# [Exercise aim]
Please number the lines below in a list, omitting any blank ones.

# [Supplied data]
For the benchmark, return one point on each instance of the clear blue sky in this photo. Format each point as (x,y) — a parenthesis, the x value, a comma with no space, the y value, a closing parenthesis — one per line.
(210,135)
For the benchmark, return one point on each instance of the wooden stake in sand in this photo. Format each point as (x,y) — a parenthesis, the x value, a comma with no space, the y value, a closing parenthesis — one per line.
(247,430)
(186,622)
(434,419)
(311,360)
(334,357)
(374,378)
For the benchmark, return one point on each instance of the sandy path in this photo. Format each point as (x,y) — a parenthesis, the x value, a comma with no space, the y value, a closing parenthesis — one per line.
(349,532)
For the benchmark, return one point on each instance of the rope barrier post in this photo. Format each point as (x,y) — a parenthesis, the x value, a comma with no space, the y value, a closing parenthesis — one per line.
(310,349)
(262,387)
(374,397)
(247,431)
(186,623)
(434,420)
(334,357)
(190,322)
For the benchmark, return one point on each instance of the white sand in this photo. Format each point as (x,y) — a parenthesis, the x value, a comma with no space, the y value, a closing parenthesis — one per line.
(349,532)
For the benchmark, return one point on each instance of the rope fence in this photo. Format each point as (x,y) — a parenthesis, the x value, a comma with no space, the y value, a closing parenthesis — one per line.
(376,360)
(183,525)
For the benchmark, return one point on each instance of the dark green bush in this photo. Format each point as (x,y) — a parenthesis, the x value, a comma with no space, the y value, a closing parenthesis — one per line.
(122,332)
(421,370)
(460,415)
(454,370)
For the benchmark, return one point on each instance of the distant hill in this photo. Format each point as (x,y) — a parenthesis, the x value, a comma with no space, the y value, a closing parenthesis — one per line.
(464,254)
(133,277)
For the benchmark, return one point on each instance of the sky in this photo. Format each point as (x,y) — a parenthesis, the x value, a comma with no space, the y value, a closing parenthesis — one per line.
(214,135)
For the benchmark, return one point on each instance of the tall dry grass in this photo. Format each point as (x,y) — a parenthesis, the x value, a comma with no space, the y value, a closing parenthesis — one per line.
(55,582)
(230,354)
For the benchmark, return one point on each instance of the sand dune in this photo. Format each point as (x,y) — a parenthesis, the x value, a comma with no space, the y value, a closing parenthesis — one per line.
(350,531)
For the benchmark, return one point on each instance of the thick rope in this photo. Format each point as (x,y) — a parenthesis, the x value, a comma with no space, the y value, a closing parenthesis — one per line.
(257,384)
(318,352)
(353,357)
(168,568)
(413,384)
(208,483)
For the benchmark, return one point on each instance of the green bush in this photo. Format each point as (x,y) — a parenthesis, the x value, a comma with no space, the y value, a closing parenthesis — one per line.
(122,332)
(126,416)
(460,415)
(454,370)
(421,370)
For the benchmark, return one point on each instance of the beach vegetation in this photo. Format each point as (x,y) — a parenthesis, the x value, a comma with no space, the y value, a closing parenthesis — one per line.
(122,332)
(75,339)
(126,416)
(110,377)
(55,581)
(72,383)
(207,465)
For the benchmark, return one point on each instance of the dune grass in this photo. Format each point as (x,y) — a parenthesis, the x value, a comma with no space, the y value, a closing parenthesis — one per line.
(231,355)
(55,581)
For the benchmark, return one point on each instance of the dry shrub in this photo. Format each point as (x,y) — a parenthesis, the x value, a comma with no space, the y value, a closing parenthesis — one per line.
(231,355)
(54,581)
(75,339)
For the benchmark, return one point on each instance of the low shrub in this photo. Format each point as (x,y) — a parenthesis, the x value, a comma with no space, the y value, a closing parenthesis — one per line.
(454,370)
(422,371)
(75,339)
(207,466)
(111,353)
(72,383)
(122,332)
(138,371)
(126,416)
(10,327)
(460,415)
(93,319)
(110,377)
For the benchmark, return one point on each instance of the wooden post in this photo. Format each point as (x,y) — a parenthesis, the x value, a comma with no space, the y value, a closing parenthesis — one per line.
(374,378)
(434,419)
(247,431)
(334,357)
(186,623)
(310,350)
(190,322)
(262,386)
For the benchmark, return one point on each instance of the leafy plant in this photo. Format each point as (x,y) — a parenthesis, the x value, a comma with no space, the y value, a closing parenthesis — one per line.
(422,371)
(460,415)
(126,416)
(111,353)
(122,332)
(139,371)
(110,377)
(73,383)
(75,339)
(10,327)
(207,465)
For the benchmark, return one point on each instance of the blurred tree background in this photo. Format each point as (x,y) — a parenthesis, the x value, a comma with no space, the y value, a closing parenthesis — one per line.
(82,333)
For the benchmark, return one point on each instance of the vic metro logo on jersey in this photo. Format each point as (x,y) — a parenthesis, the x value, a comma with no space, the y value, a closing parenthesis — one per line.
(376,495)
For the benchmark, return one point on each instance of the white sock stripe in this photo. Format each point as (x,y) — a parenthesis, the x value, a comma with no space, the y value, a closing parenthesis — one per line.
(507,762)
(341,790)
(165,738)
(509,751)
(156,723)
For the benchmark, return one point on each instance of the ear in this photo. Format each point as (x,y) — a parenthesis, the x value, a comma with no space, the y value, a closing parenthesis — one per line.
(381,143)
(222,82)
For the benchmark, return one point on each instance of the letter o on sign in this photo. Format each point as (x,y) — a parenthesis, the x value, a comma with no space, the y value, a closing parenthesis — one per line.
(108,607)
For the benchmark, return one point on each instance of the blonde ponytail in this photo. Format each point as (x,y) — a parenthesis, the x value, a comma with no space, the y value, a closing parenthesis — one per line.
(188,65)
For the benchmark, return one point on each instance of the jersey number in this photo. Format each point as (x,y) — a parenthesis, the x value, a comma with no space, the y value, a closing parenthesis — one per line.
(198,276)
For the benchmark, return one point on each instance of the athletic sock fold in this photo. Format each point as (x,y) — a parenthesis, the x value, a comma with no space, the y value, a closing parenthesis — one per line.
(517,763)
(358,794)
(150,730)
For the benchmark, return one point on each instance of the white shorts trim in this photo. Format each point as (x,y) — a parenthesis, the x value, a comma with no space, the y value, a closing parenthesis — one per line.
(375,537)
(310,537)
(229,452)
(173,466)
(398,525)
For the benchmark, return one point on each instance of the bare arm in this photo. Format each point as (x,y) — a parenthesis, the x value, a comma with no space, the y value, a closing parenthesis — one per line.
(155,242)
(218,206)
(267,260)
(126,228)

# [Task output]
1. For the benchmark, return one point on each instance of the clear blue sky in this photo. Format each point as (x,y) — a parenthesis, the x value, a comma with no space, the y value, a closing parenthesis — one per line.
2. (210,135)
3. For the benchmark, return one point on each instance of the wooden stake in sand in this photo. Format each point as (x,y) — a parenthesis, the x value, a comma with no space, the y value, a closing parenthesis — one per line.
4. (247,430)
5. (186,622)
6. (434,419)
7. (311,360)
8. (334,357)
9. (374,378)
10. For the benchmark, return one point on each instance of the sandy path in this photo. Format each point as (x,y) — a parenthesis, the x value, a comma with no space, the y value, a closing parenthesis — one per line.
11. (349,532)
12. For the benchmark, return one point on each instance of the rope barrier post in this photo. Format each point as (x,y) — a parenthesis, the x value, a comma with no space, the y value, a closing parenthesis — one per line.
13. (310,349)
14. (262,387)
15. (374,397)
16. (247,431)
17. (186,623)
18. (434,420)
19. (334,357)
20. (190,322)
21. For the benchmark, return one point on each instance of the white sand in this photo. Format each point as (x,y) — a parenthesis, the x value, a comma with no space, the y value, a closing parenthesis — one per line.
22. (349,532)
23. For the benchmark, return one point on each instance of the rope fence in this photo. Format each point as (x,y) — a parenthesis, the x value, a comma with no space, the y value, a closing parenthesis — one per line.
24. (376,360)
25. (183,525)
26. For the benchmark, return one point on each instance of the dark green bush in this photo. Format each point as (x,y) — a parenthesis, the x value, a comma with no space, the y value, a closing parenthesis — one per line.
27. (122,332)
28. (421,370)
29. (460,415)
30. (454,370)
31. For the benchmark, return one point on each instance of the distant hill in this photo. Format each point as (x,y) — a parenthesis, the x value, a comma with no space, the y value, a closing parenthesis — one per line.
32. (464,254)
33. (133,277)
34. For the benchmark, return one point on each instance of the sky in this photo. Format each point as (x,y) — a parenthesis, the x value, a comma with no space, the y value, a closing parenthesis — one per line.
35. (214,135)
36. For the benchmark, return one point on each instance of the tall dry grass in this photo. Format each point as (x,y) — a parenthesis, the x value, a comma with no space, the y value, a closing parenthesis — one per line.
37. (55,582)
38. (230,354)
39. For the benchmark, return one point on each instance of the sand dune in this photo. Format each point as (x,y) — a parenthesis, the x value, a comma with no space, the y value, a closing parenthesis — one per line.
40. (350,531)
41. For the benchmark, return one point on each instance of the thick rope in this photo. Format each point as (x,y) — a parenthesis, the x value, a comma with no space, the y value, a closing parenthesis — one per line.
42. (257,384)
43. (318,352)
44. (353,357)
45. (168,568)
46. (413,384)
47. (208,483)
48. For the benchmark, return one point on each instance of the green bush in this photo. Format each point as (x,y) — a parenthesis, the x value, a comma with no space, the y value, a closing parenthesis — one per line.
49. (122,332)
50. (126,416)
51. (460,415)
52. (454,370)
53. (421,370)
54. For the benchmark, return one point on each instance of the beach vegetation in this photo. Format each point as (x,y) — a parenthesis, the x value, a comma with no space, the y value, a closing parenthesis — one per line.
55. (122,332)
56. (75,339)
57. (126,416)
58. (110,377)
59. (55,581)
60. (72,383)
61. (207,465)
62. For the benchmark, return one point on each instance of the dune grass in this photo. Format each point as (x,y) — a parenthesis, the x value, a comma with no space, the y value, a closing parenthesis — one per line.
63. (231,355)
64. (55,581)
65. For the benchmark, return one point on each instance of the dry shrub in this photo. Format each point as (x,y) — a parenthesis, the x value, a comma with no space, the y value, a closing parenthesis — one per line.
66. (231,355)
67. (54,581)
68. (75,339)
69. For the benchmark, return one point on each instance of the low shrub in this photo. Format each point as (x,y) — a parenthesis, the x value, a comma with no space, the y value, a closing parenthesis — one per line.
70. (454,370)
71. (422,371)
72. (75,339)
73. (207,466)
74. (111,353)
75. (72,383)
76. (122,332)
77. (138,371)
78. (126,416)
79. (10,327)
80. (460,415)
81. (93,319)
82. (110,377)
83. For the benchmark, return one point on each instance of the wooden post in this photo. Format each point as (x,y) — a parenthesis, the x value, a comma with no space, the y value, a closing parenthesis — one per line.
84. (374,378)
85. (434,419)
86. (247,431)
87. (334,357)
88. (186,623)
89. (310,350)
90. (190,322)
91. (262,386)
92. For the benchmark, return one point on each instance of the leafy plant in this photo. Format each point as (x,y) — a parenthesis, the x value, a comma with no space, the y value, a closing parenthesis — one per line.
93. (422,371)
94. (460,415)
95. (126,416)
96. (111,353)
97. (122,332)
98. (139,371)
99. (110,377)
100. (73,383)
101. (75,339)
102. (10,327)
103. (207,465)
104. For the benchmark, return one point on each instance of the blurred tree background in this photo. Format each point as (x,y) — a parenthesis, the x value, a comma with no space, the y value, a closing parenthesis — one per line.
105. (82,333)
106. For the benchmark, return one point on each instance of the vic metro logo on jersey in this photo. Format each point as (x,y) — a parenthesis, the x value, a comma with no space, the y value, a closing parenthesis — one per line.
107. (376,495)
108. For the benchmark, return one point on each instance of the white sock stripe in this photo. Format each point as (x,y) — a parenthesis, the x value, a comma with no space, the y value, a closing parenthesis — one per line.
109. (507,762)
110. (341,790)
111. (165,738)
112. (509,751)
113. (156,723)
114. For the benchmark, return one point on each instance of the ear in this photo. Format each point as (x,y) — a parenthesis, the x value, a comma with no space, the y value, a closing parenthesis — one per line.
115. (381,143)
116. (222,82)
117. For the benchmark, return one point on each instance of the letter o on sign in this photo. Format each point as (x,y) — a parenthesis, the x value, a comma with no space, the y value, a closing parenthesis — one per line.
118. (108,607)
119. For the benchmark, return one point on each instance of the blonde ponytail in this photo. Format each point as (x,y) — a parenthesis, the x value, a comma with no space, the y value, a closing parenthesis — one per line.
120. (188,65)
121. For the benchmark, return one point on each instance of the jersey number in this photo. Format each point as (x,y) — a parenthesis, the x value, a comma with no space, the y value, a closing parenthesis — one per line.
122. (198,276)
123. For the benchmark, return one point on each instance of the athletic sock fold in this photo. Format each point as (x,y) — a parenthesis, the x value, a comma with no space, the y value, a closing parenthesis — one per line.
124. (517,763)
125. (358,794)
126. (150,730)
127. For the benchmark, return one point on each instance of the white shorts trim in this photo. Format each point as (x,y) — a parenthesis, the x value, a comma with no space, the y value, a closing parenthesis — one per line.
128. (375,537)
129. (310,537)
130. (229,452)
131. (173,466)
132. (398,525)
133. For the benchmark, return one point on each instance of the bare arm in this photo. Format each point as (x,y) — a parenthesis, the x value, a comma with no space, the y value, a closing parenthesis — one per line.
134. (155,242)
135. (218,206)
136. (267,260)
137. (126,228)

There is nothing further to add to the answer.